How ARM Nerfed NEON Permute Instructions in ARMv8

This is a guest post by blu about an issue he found with a specific instruction in ARMv8 NEON. He previously wrote an article about OpenGL ES development on Ubuntu Touch, and one or two other posts.

This is not a happy-ending story. But as with most unhappy-ending stories, this is a story with certain moral for the reader. So read on if you appreciate a good moral.

Once upon a time there was a very well-devised SIMD instruction set. Its name was NEON, or formally — ARM Advanced SIMD — ASIMD for short (most people still called it NEON). It was so nice, that veteran coders versed in multiple SIMD ISAs often wished other SIMD ISAs were more like NEON.

NEON had originated as part of the larger ARM ISA version 7, or ARMv7, for short. After much success in the mobile and embedded domains, ARMv7 was superseded by what experts acknowledged as the next step in the evolution of modern ISAs – ARMv8. It was so good that it was praised by compiler writers as possibly the best ISA they could wish for. As part of all the enhancements in the new ISA, NEON too got its fair share of improvements – and so ASIMD2 superseded NEON (ARMv8’s SIMD ISA is called ASIMD2, but some call it NEON2).

Now, one of the many things the original NEON got right was the permute capabilities. Contrary to other ISAs whose architects kept releasing head-banging permute ops one after another, the architects of NEON got permutes right from the start. They did so by providing a compact-yet-powerful set of permutation ops, the most versatile of which, by far, being the tbl op and its sister op tbx; each of those provided a means to compose a SIMD vector from all the thinkable combinations of the individual byte-lanes of up to 4 source SIMD vectors. Neat. The closest thing on AMD64 is pshufb from SSSE3, but it takes a single vector as input (and the AVX2 256-bit vpshufb is borked even further).

▶ TO-DO LIST
[1] According to the post on NEON permute instructions, what is the closest thing to tbl on AMD64?
[2] Rewrite the post on NEON permute instructions from "This is a guest" to "a good moral.", replacing "moral" with "lesson".
[3] Write the next part of the post on NEON permute instructions, picking up after its last sentence.
The data below has no connection to the post on NEON permute instructions.

▶ GIVEN MATERIAL
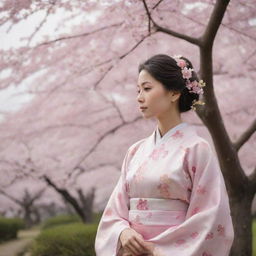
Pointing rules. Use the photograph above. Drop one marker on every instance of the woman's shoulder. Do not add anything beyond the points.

▶ TASK-BY-TASK ANSWERS
[1] pshufb from SSSE3.

[2]
This is a guest post by blu about an issue he found with a specific instruction in ARMv8 NEON. He previously wrote an article about OpenGL ES development on Ubuntu Touch, and one or two other posts.

This is not a happy-ending story. But as with most unhappy-ending stories, this is a story with certain lesson for the reader. So read on if you appreciate a good lesson.

[3]
Not only NEON had those ops on an architectural level, but the actual implementations – the different μarchitectures that embodied NEON, did so quite efficiently. Second and third generation performant ARMv7 Cortex CPUs could issue up to two tbl ops per clock and return the results as soon as 3 clocks later.

So, with this fairy tale to jump-start our story, let’s teleport ourselves to present-day reality.

I was writing down an ingenious algorithm last week, one that was meant to filter elements from an input stream. Naturally, the algorithm relied heavily on integer SIMD vectors for maximum efficiency, and it happened so that I was writing the initial version on ARM64, with plans for later translation to AMD64. Now, as part of that algorithm, a vector-wise horizontal sort had to be carried – something which is best left to a sorting network (See Ken Batcher’s Sorting Network algorithms). Sorting networks are characterized by doing a fixed number of steps to sort their input vector, and at each of those steps a good amount of permutations occur. As I was sorting a 16-lane vector (a rather wide one), its sorting network was a 10-deep one, and while some of the stages required trivial permutations, others called for the most versatile permutes of them all – the mighty tbl op. So I decided that for an initial implementation I’d use tbl throughput the sorting network.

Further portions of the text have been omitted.